**To be done**
Please copy the entries word for word, from the first line of the entries up to and including the line that contains "567, 451, 1130, 807". Leave the pictures out of your answer.

Start Stored data

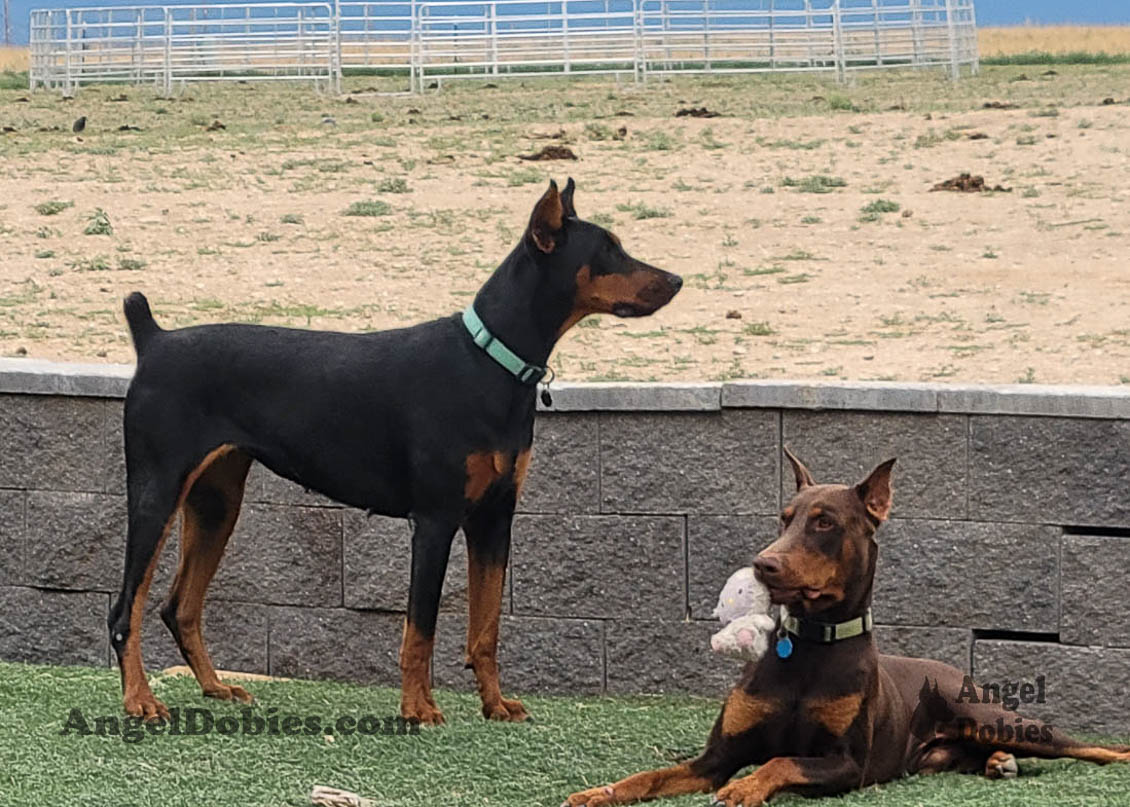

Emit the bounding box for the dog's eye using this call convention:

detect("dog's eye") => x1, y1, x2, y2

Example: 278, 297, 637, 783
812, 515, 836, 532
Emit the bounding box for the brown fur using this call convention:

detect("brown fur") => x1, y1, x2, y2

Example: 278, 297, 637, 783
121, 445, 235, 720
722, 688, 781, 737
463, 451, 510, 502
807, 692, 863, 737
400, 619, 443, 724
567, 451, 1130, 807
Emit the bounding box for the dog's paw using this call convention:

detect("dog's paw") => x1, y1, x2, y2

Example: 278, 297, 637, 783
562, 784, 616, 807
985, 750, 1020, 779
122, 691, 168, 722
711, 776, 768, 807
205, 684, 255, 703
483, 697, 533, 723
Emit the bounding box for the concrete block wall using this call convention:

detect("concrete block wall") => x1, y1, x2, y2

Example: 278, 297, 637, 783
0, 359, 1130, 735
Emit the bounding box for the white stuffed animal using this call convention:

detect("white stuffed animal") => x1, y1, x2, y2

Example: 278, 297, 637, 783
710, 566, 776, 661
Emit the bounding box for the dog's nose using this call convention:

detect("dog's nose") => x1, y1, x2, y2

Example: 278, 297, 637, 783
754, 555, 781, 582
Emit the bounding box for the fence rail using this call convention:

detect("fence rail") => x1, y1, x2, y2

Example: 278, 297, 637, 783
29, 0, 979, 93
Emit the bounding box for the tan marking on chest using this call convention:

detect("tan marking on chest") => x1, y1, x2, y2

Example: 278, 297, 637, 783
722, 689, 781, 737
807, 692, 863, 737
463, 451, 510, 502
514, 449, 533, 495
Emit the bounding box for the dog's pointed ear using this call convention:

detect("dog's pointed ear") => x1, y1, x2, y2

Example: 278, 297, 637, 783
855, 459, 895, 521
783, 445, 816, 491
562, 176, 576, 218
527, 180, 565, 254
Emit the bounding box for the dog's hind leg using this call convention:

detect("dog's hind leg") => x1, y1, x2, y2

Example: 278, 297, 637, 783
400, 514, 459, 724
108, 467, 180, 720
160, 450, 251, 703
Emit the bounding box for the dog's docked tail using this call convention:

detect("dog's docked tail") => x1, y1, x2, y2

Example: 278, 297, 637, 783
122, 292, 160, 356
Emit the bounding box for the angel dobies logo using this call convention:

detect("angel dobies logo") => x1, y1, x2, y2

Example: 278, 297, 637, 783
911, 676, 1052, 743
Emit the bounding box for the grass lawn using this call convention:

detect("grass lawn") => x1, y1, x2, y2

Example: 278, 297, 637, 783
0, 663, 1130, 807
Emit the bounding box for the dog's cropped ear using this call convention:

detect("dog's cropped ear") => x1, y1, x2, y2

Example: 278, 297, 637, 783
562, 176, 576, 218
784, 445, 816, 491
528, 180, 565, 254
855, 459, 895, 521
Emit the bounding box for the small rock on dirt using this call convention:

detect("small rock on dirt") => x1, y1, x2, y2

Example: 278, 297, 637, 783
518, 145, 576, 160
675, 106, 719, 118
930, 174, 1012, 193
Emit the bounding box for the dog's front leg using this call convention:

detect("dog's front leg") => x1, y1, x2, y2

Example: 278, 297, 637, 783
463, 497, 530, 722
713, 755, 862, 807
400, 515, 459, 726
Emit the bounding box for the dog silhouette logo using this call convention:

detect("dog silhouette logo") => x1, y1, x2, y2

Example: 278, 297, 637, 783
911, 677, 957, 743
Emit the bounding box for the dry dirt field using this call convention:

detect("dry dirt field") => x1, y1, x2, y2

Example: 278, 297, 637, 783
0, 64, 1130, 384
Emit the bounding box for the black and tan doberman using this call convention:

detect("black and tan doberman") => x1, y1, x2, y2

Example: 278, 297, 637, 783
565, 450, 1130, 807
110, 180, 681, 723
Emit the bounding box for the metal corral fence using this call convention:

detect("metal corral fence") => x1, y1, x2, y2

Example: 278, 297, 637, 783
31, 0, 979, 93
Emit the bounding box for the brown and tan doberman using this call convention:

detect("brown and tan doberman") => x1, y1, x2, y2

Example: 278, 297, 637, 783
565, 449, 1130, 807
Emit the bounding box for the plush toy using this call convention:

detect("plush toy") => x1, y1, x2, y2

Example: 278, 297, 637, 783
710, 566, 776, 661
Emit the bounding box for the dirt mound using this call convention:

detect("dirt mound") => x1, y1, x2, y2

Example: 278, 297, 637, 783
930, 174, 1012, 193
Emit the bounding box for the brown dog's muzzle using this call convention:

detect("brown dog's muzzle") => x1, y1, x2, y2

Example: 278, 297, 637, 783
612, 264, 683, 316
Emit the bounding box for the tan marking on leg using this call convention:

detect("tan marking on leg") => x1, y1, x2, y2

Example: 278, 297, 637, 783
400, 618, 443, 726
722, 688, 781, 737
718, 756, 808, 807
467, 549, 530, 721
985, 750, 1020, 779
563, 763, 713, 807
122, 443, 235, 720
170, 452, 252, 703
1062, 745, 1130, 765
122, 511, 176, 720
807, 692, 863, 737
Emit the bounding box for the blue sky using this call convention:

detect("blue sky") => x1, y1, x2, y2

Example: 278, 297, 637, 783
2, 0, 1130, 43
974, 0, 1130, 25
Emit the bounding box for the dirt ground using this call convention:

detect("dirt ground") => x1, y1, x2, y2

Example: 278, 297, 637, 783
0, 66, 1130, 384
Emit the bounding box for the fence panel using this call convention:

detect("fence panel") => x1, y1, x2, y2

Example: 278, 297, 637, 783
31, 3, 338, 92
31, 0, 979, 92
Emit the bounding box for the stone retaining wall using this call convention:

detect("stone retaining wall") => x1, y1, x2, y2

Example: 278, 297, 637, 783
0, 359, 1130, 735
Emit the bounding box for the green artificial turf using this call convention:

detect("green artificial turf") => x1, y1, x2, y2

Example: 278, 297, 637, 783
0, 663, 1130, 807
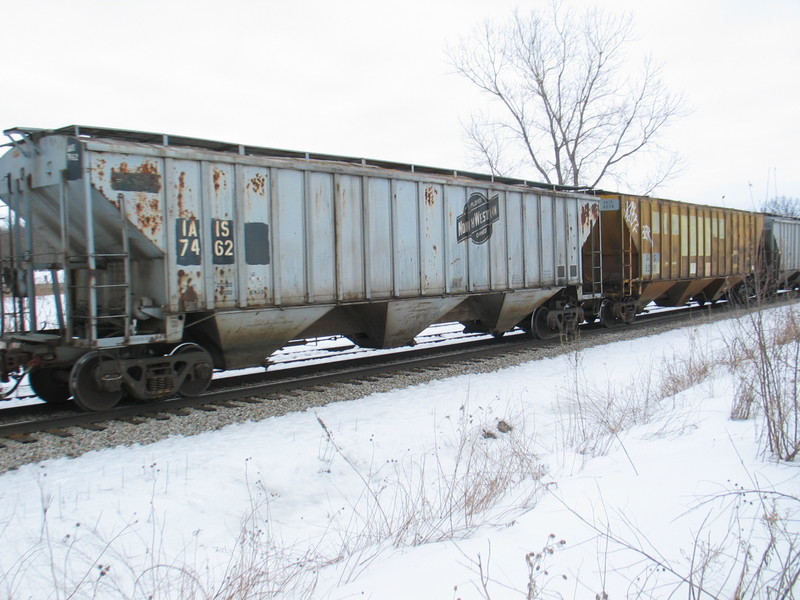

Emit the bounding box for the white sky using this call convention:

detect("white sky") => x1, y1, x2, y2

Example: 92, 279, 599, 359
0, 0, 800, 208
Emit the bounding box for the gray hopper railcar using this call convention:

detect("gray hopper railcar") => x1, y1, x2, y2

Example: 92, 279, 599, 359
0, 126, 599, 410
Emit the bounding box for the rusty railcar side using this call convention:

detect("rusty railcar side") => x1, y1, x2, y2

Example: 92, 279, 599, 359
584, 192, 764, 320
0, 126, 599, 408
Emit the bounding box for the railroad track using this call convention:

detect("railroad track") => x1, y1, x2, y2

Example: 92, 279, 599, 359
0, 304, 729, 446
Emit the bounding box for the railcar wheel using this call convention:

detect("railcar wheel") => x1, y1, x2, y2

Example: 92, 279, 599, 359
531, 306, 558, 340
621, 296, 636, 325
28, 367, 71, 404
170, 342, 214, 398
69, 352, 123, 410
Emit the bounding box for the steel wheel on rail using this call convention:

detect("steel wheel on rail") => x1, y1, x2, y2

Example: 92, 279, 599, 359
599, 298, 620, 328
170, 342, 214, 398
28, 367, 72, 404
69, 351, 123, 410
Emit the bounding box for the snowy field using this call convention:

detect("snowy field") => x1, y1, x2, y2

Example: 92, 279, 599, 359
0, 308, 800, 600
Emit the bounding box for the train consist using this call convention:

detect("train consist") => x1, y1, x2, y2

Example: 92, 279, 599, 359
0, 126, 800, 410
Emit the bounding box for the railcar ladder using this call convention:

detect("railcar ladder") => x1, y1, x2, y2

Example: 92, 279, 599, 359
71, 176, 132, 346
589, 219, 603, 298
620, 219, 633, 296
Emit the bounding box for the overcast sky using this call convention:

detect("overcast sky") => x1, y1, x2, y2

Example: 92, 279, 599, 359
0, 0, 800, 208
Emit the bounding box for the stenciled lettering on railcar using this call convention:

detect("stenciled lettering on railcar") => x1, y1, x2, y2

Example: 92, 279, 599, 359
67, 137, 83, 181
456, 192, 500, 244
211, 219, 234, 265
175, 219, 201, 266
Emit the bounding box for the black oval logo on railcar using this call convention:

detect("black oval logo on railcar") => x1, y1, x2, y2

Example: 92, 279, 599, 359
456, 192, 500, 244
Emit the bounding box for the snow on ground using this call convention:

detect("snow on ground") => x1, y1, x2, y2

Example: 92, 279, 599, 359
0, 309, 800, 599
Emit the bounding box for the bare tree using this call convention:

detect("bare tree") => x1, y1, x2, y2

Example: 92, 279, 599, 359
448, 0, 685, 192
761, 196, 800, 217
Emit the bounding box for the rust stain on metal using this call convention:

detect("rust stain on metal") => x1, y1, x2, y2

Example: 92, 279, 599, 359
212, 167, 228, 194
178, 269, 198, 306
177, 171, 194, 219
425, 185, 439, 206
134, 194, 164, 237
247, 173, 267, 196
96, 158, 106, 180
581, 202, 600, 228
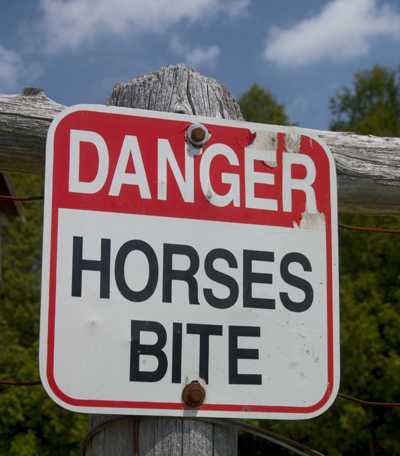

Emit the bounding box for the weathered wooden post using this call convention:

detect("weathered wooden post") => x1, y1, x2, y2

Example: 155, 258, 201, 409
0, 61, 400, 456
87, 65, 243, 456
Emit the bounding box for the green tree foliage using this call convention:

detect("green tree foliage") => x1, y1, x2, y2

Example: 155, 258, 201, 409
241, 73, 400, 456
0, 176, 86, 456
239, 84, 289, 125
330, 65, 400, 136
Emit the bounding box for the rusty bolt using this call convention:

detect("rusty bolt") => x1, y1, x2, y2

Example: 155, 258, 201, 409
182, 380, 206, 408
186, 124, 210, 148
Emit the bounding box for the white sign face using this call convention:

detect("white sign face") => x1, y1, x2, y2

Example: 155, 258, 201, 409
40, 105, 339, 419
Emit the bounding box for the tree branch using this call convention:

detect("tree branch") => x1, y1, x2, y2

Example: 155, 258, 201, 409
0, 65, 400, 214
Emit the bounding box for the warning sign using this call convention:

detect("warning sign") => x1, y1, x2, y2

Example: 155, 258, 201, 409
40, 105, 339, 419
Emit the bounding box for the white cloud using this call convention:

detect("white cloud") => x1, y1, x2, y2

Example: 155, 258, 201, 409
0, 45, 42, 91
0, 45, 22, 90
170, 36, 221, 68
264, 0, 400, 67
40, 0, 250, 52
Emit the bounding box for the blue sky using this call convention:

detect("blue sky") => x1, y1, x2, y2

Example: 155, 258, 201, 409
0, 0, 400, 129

End Stored data

**Response to the task**
Emit the bounding box for the dog's eye using this call convention:

detect("dog's eye") => x1, y1, x2, y2

Example: 278, 297, 637, 783
812, 515, 836, 532
Emit the bounding box for the brown fur using this call convention:

detect("brown fur") => x1, y1, x2, y2

Example: 278, 297, 637, 783
121, 445, 235, 720
722, 688, 781, 737
463, 451, 510, 502
807, 692, 863, 737
400, 619, 443, 724
567, 451, 1130, 807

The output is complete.